GIVEN INFORMATION:
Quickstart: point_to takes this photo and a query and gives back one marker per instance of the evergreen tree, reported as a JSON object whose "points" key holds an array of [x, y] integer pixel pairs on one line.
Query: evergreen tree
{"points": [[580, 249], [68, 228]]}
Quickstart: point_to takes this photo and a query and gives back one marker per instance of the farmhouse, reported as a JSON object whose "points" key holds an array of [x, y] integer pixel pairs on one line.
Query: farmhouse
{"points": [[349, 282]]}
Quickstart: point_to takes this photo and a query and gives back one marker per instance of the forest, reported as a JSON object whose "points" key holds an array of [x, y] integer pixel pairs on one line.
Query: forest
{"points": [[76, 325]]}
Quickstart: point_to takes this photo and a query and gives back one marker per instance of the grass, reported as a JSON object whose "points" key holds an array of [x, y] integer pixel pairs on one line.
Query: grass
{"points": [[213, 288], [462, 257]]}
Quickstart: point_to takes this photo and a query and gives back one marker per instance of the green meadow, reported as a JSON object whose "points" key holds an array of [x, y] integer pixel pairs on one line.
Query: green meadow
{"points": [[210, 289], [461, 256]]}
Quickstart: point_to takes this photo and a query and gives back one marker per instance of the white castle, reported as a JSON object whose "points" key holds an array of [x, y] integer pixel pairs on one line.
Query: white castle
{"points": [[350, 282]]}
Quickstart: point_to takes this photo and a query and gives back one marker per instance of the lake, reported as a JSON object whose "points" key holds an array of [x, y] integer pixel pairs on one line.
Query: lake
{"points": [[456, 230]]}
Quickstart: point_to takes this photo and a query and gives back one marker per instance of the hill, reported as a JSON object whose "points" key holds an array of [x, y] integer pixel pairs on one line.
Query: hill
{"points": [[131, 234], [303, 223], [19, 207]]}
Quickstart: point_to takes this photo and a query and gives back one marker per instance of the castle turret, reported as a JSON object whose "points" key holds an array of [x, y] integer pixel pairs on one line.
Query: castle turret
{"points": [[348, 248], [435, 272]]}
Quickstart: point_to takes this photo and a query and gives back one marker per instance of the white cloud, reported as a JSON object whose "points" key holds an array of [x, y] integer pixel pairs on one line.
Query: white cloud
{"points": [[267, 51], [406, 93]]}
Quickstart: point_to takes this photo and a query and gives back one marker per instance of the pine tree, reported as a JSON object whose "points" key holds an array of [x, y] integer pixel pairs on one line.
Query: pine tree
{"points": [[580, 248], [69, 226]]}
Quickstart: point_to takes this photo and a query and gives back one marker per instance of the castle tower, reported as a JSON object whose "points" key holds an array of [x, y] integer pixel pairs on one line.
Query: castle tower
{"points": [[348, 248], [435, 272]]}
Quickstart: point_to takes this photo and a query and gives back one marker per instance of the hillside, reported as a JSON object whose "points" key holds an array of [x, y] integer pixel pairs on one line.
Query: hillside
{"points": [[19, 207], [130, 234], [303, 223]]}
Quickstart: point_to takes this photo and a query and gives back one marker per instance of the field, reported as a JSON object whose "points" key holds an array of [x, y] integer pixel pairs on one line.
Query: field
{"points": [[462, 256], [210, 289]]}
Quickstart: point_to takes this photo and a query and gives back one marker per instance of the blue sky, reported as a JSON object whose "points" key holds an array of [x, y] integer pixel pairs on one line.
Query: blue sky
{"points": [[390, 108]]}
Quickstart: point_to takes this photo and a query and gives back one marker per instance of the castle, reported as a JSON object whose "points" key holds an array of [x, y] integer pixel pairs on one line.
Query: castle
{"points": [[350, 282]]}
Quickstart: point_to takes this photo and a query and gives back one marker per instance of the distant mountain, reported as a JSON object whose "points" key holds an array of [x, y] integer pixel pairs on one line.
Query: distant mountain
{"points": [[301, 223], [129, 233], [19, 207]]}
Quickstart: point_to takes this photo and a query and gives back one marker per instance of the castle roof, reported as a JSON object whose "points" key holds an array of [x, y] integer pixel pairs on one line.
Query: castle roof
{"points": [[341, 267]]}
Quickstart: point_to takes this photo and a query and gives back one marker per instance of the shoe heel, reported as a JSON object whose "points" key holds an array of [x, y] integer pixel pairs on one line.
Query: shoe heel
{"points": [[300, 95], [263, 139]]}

THE TASK: Can you duplicate all of the records above line for line, without changing anything?

SOLUTION BELOW:
Quickstart: point_to takes this photo and a query and gives back one marker per instance of the evergreen tree, reported as a JSON object whose "points" key holds an array of [x, y] integer pixel pairs on one line.
Query: evergreen tree
{"points": [[580, 249], [68, 228]]}
Quickstart: point_to takes this photo and a query and gives back one marker per instance of the farmhouse, reported as a JSON object whose "points" key holds an array of [x, y] integer pixel pairs on one line.
Query: farmhouse
{"points": [[349, 282]]}
Quickstart: point_to takes this photo and a query and gives back one marker per instance of the forest, reported as a JSON object whose "points" key holds an array of [x, y] integer pixel pairs on one line.
Query: forest
{"points": [[76, 325]]}
Quickstart: point_to takes this photo and a query and gives back one marker per instance of the grass, reported as a JSON object whose "points" key holds an array of [x, y] integer pixel pairs on one line.
Query: grass
{"points": [[213, 288], [462, 257]]}
Quickstart: point_to takes this photo and a query and gives back one marker per instance of the green meadow, reported as a JSON object whose "points" key holds an array of [x, y] integer pixel pairs on one line.
Query: green meadow
{"points": [[210, 289], [461, 256]]}
Quickstart: point_to takes this photo and a query and gives back one marker per instance of the white castle, reported as a JSON object whose "points" key holds an array of [x, y] integer pixel pairs on one line.
Query: white castle
{"points": [[350, 282]]}
Quickstart: point_to takes this photo and a query and gives back one marker per instance of the lake, reported as a JSON object whose "points" key holds an array of [x, y] integer pixel pairs on one line.
Query: lake
{"points": [[456, 230]]}
Quickstart: point_to takes this photo and a query and gives back one marker per instance of the hill, reported as a JSON object whose "points" key holds an array of [x, y] integer pixel pairs on one line.
Query: hill
{"points": [[131, 234], [303, 223], [19, 207]]}
Quickstart: point_to takes this photo and a query and gives back one marker per instance of the castle turret, reported as a JSON object whose "points" key holds an array of [x, y] integer pixel pairs on one line.
Query: castle turret
{"points": [[348, 248], [435, 272]]}
Quickstart: point_to takes this photo and a query and gives back one marker per instance of the white cloud, reported as a JSON object whose "points" key holds an array of [x, y] integer pixel pairs on one line.
Query: white cloud
{"points": [[267, 51], [406, 93]]}
Quickstart: point_to takes this photo and a query and gives back one marker per instance of the pine tree, reported as a JSON object whose "points" key holds an array of [x, y] integer pixel pairs on one line.
Query: pine tree
{"points": [[580, 248], [69, 226]]}
Quickstart: point_to takes this photo and a query and gives back one marker per instance of the castle tower, reported as a JSON object whose "points" key holds an array of [x, y] integer pixel pairs on one line.
Query: castle tower
{"points": [[348, 248], [435, 272]]}
Quickstart: point_to takes this photo and a query and gives back one marker per instance of the hillside, reported as a JSON object whose "points" key holds an array of [x, y] integer pixel pairs on one line.
Query: hillside
{"points": [[19, 207], [130, 234], [303, 223]]}
Quickstart: point_to takes this photo and a query and gives back one marker per instance of the field, reported as a JSON object whose "points" key holds an array of [x, y] integer pixel pairs on one line.
Query: field
{"points": [[462, 256], [210, 289]]}
Quickstart: point_to takes this photo and a query and gives back one marker per instance of the blue sky, reported as a JSON object whose "points" key holds an array of [x, y] integer pixel pairs on one line.
Query: blue sky
{"points": [[390, 108]]}
Quickstart: point_to takes this photo and a query and gives back one marker per instance of the castle, reported as a JSON object whose "points" key holds an array of [x, y] integer pixel pairs on one line.
Query: castle
{"points": [[350, 282]]}
Quickstart: point_to takes this photo and a query and gives back one marker per instance of the distant mountain, reported as a JSON object whose "points" key holds an array of [x, y] integer pixel pairs on one line.
Query: distant mountain
{"points": [[301, 223], [129, 233], [19, 207]]}
Quickstart: point_to takes this photo and a query and gives back one marker per instance of the castle roof, reported as a JSON object whose "points" key holds an array of [x, y] integer pixel pairs on one line.
Query: castle roof
{"points": [[341, 267]]}
Quickstart: point_to takes this photo and a query and gives back one marker per instance of the shoe heel, reported as a JSON object whose "points" key holds an array of [x, y] integer pixel pairs on one line.
Query: shoe heel
{"points": [[300, 95], [263, 139]]}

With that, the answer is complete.